Selected text —
* * * * * * * * *
Are You Descended From Witches? New Digital Document Could Help You Find Out
By Jason Daley
Genealogy has gotten pretty sophisticated in recent years. There are now massive online archives that make it easier than ever to hunt down obscure ancestors, not to mention mail-in DNA tests that can reach back centuries. But an approximately 350-year-old manuscript published online for the first time can reveal another fascinating detail about one's family history: whether any ancestors were accused of practicing witchcraft.
Just in time for Witch's Night (Halloween that is, not Walpurgisnacht), London’s Wellcome Library, which specializes in medical text and history, has digitized Manuscript 3658, Names of Witches in Scotland, 1658. The ledger records all the men and women accused of witchcraft in Scotland in between 1658 and 1662, during the apex of a century-long witch scare. According to a press release, the bound book contains the names of the accused, their town and notes about their “confessions,” which likely took place under some sort of torture.
According to The Scotsman, about 3,000 to 5,000 people in Scotland were publicly accused of witchcraft in 16th and 17th centuries, spurred on by the Scottish Witchcraft Act of 1563, which made witchcraft a crime punishable by death. That Act was vague, both in its definition of witchcraft and in how to identify witchcraft. At least 2,000 people were killed for being witches before the Act was repealed in 1736.
“This manuscript offers us a glimpse into a world that often went undocumented,” says Christopher Hilton, Senior Archivist at the Wellcome Library says in a press release on Ancestry.com, which hosts the list, though the manuscript is also available for free from the library. “How ordinary people, outside the mainstream of science and medicine, tried to bring order and control to the world around them. This might mean charms and spells, or the use of healing herbs and other types of folk medicine, or both. We’ll probably never know the combinations of events that saw each of these individuals accused of witchcraft.”
According to the extensive Survey in Scottish Witchcraft, there are records for 3,837 people accused of witchcraft, and 84 percent of the accused are women. About 65 percent of the accused were over the age of 40. Contrary to popular legend, the Survey found that folk healers and widows only made up a fraction of the accused witches. Nor were they necessarily poor; while nobles only made up about 6 percent of accused witches, about 64 percent of the accused came from what would now be considered the middle class.
* * * * * * * * *
Task list —
1. Answer these questions from the article about accused witches in Scotland:
(a) Which library digitized Manuscript 3658?
(b) What year was the Scottish Witchcraft Act that made witchcraft punishable by death?
(c) What percentage of the accused in the Survey in Scottish Witchcraft were women?
2. Update the article about accused witches in Scotland from "Just in time" to "sort of torture.", changing "ledger" to "register".
The records are separate material with no connection to the article.

Stored records —
* * * * * * * * *
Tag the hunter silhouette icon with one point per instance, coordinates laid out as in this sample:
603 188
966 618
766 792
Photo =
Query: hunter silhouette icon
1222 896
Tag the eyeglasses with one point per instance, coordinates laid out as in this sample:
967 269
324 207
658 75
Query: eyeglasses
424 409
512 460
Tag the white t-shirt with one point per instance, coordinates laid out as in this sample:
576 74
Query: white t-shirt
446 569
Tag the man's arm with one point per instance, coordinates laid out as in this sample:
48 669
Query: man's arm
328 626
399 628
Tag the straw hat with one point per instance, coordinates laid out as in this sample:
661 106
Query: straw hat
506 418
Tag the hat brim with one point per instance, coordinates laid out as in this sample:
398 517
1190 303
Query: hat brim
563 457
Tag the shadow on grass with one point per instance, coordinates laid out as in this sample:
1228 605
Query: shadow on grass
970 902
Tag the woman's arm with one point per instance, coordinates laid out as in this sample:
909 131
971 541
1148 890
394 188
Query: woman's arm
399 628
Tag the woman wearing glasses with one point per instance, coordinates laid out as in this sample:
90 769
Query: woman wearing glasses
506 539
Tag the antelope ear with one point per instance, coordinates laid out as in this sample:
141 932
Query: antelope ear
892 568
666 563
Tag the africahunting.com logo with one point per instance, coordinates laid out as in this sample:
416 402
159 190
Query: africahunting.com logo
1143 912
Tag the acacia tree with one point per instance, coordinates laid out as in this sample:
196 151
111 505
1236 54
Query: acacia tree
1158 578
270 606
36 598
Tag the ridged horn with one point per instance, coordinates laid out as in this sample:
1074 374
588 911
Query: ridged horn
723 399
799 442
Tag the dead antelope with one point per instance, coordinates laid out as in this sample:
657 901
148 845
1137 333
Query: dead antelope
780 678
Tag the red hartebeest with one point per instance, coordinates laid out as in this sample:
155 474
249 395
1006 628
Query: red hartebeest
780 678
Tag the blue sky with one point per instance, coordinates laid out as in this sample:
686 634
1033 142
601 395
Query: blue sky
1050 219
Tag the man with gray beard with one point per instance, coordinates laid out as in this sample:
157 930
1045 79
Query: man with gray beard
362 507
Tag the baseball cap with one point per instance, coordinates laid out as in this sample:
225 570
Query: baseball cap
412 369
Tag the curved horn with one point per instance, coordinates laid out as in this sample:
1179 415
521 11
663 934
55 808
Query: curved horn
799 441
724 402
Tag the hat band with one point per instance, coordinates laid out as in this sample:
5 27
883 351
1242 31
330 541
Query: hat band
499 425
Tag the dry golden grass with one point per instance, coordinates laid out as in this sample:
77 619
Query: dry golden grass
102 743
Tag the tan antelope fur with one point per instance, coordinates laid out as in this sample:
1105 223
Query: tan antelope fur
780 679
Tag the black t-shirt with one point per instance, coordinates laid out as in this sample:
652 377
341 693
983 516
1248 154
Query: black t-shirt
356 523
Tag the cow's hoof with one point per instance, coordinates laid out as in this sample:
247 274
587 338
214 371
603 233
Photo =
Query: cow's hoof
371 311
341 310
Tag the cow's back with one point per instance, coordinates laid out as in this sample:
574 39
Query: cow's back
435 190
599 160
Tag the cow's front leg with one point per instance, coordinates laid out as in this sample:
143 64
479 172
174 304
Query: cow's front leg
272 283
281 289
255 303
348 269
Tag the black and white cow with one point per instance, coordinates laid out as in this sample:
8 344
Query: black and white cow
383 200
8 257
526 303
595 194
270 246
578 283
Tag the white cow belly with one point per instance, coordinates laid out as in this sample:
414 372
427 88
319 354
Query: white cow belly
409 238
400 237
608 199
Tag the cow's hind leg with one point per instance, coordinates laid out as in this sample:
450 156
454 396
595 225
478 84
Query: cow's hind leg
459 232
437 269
* * * * * * * * *
Expected results —
1.
(a) London's Wellcome Library
(b) 1563
(c) 84 percent

2.
Just in time for Witch's Night (Halloween that is, not Walpurgisnacht), London’s Wellcome Library, which specializes in medical text and history, has digitized Manuscript 3658, Names of Witches in Scotland, 1658. The register records all the men and women accused of witchcraft in Scotland in between 1658 and 1662, during the apex of a century-long witch scare. According to a press release, the bound book contains the names of the accused, their town and notes about their “confessions,” which likely took place under some sort of torture.